*CONSIGNE À SUIVRE*: Reproduisez fidèlement le passage du texte sur le rassemblement de Guéret situé entre « Car là était » et « peut-être terriblement contre-productif. », ces deux bornes comprises.

> Services publics : des limites et échecs du rassemblement de Guéret
25062015Le 13 juin dernier, à Guéret, un grand rassemblement de défense des services publics se tenait à l’appel de la Convergence nationale des collectifs de défense et de développement des services publics. Se voulant d’importance nationale – des représentants de toutes les régions étaient présents, il faisait écho à son illustre homologue, la presque légendaire déambulation neigeuse de 2005, dont un François Hollande encore premier secrétaire du PS était un des participants. Ce regroupement anniversaire, largement relayé par la radio publique – évidemment concernée, devait prendre tout son sens par le fait que nous sommes tous concernés, plus que jamais dix ans après, par les perspectives noires qui continuent de se confirmer pour le service public, dans un univers de la concurrence la plus déloyale.
On attendait au moins 10 000 personnes et de grandes figures nationales et politisées de la contestation, qui seraient venues exprimer leur désarroi et leur colère face à la désertification hospitalière, à la privatisation des transports du quotidien, et plus globalement à la perte de souveraineté des citoyens dans ce qui les accompagne et les aide à vivre chaque jour (la santé, les transports, les médias donc, mais aussi la poste, la justice, l’eau, l’énergie, l’emploi…).
Et au final, en dépit d’un cortège dense et bruyant… un échec. C’est en tout cas ce qu’a relevé la presse nationale, et ce qu’ont avancé nombre de commentateurs. La mobilisation relativement faible – 4 000 à 5 000 manifestants selon l’estimation de La Montagne, sans doute la plus fiable et objective, a sans doute pesé dans ce jugement final. Surtout, dans le cortège, une foultitude de drapeaux et de mégaphones, un air de manif partisane, tristement « comme les autres », une ultra-domination des totems du militantisme politique et syndical, en dépit de l’absence de la CFDT ou de l’extrême discrétion du PS. En somme, une ambiance de fête, mais un message universel et « profane » qui peine à percer au milieu des slogans et des logotypes. En outre, une désorganisation patente – signalétique inadaptée, retards importants dans la mise en route des débats thématiques, et une communication hasardeuse dont on ne saurait dire si elle était l’expression d’un manque de moyens, ou d’un entre-soi confondant, voire d’un sectarisme empêchant la quête d’idées neuves ?
Car là était bien le problème central. À qui parlaient tous ces intervenants ? Et en définitive, au-delà des « convaincus », des « déjà conscients », qui participait réellement à ce rassemblement ? Loin de nous l’idée de nier l’engagement sincère et le combat légitime de tous ces élus, adhérents de partis, syndicalistes chevronnés et alters de la première heure, professionnels des hôpitaux ou des liaisons ferroviaires régionales sacrifiés sur l’autel d’une intangible rentabilité. Ils sont en pointe dans la dénonciation concrète d’un processus mortifère, dont les territoires ruraux et leurs habitants sont les premières victimes. Mais au fil de la journée, au gré des chants engagés et de l’étiolement de la ribambelle des marcheurs sous la pluie, grandit le sentiment que tout ceci est vain, un peu trop folklorique, et peut-être terriblement contre-productif.

*ITEMS EXTRAITS*:
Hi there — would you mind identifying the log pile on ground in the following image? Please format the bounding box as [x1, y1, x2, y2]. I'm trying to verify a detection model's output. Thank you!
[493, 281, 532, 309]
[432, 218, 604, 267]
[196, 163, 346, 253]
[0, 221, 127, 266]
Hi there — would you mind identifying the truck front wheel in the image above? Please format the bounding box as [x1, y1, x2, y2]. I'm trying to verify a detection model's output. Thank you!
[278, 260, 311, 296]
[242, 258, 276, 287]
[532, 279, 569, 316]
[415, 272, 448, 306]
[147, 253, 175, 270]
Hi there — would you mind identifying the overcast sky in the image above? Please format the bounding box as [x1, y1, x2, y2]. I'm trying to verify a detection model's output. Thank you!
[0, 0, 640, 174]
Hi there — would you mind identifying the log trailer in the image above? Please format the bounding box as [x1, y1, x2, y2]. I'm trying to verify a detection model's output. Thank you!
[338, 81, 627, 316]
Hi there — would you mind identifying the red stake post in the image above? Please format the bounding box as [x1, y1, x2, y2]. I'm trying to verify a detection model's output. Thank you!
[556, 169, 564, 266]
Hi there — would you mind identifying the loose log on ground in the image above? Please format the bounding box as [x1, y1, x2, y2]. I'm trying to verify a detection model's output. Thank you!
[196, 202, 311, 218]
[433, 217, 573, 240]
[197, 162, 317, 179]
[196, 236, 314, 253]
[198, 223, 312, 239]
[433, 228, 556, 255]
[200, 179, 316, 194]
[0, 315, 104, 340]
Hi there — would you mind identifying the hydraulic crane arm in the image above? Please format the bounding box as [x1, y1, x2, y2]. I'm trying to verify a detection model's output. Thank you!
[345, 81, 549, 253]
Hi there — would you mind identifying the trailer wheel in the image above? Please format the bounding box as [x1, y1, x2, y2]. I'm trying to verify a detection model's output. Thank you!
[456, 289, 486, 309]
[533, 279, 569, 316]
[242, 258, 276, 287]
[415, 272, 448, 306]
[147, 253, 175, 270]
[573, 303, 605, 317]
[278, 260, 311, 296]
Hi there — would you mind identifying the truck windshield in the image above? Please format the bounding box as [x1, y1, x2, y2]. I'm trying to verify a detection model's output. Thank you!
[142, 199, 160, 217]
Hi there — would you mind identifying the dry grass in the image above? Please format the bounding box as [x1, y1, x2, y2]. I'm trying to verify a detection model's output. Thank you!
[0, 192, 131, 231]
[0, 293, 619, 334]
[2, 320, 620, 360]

*RÉSULTAT ATTENDU*:
Car là était bien le problème central. À qui parlaient tous ces intervenants ? Et en définitive, au-delà des « convaincus », des « déjà conscients », qui participait réellement à ce rassemblement ? Loin de nous l’idée de nier l’engagement sincère et le combat légitime de tous ces élus, adhérents de partis, syndicalistes chevronnés et alters de la première heure, professionnels des hôpitaux ou des liaisons ferroviaires régionales sacrifiés sur l’autel d’une intangible rentabilité. Ils sont en pointe dans la dénonciation concrète d’un processus mortifère, dont les territoires ruraux et leurs habitants sont les premières victimes. Mais au fil de la journée, au gré des chants engagés et de l’étiolement de la ribambelle des marcheurs sous la pluie, grandit le sentiment que tout ceci est vain, un peu trop folklorique, et peut-être terriblement contre-productif.